*** DOCUMENT PASSAGE Section Begins ***

The Carmelo hotel was built by the Pacific Improvement Company (PIC) in 1887 soon after the Hotel Del Monte was destroyed by fire on April 1, 1887. The building was three stories high and included an attic. It contained 114 rooms, an elevator, and an attached large restaurant and dining room. It included six cottages that were across the street on Grand Avenue, built in 1883. The hotel's water was provided by the Carmel River. It had its own power plan and used gas lights manufactured on the premises. Rooms were advertised at $2 a day and $10 to $12 per week. It could accommodate up to 185 guests. Hotel guests could share the use of the Hotel Del Monte's golf course and other privileges.

El Carmelo comes from the Spanish name, El Rio de Carmelo, given to the Carmel River by Spanish explorer Sebastián Vizcaíno shortly before he landed in Monterey Bay in December 1602.

In June 1893, the El Carmelo hotel was renovated for the summer season. The hotel was directly across a park (now Jewell Park), had front gardens, tennis courts, and park benches. In addition, PIC provided tents to rent at $2.25 a week and a camping ground for $1 a week. Lectures at the Chautauqua Hall in Pacific Grove were on the arranged program of events near the hotel.

In April 1907, after twenty years, the hotel's name was changed to the Pacific Grove Hotel. The name was changed to avoid confusion with the Hotel Carmelo and to advertise the town of Pacific Grove.

*** DOCUMENT PASSAGE Section Ends ***

### [TASK DESCRIPTION]
According to the El Carmelo hotel text, how many rooms did the hotel contain? The data after this note isn't needed for anything here.

*** SOURCE MATERIAL Section Begins ***

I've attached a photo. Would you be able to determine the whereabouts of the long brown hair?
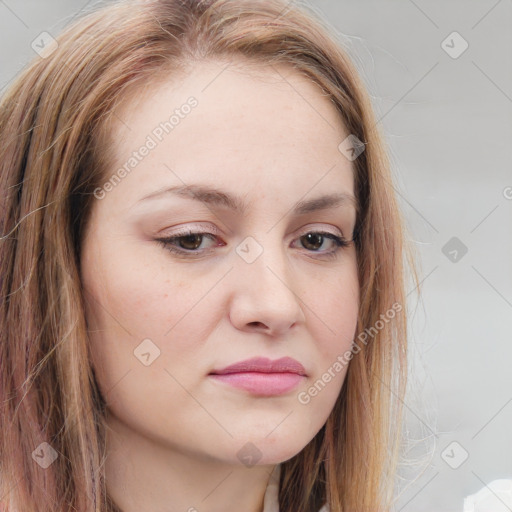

*** SOURCE MATERIAL Section Ends ***

### [YOUR SOLUTION]
114 rooms.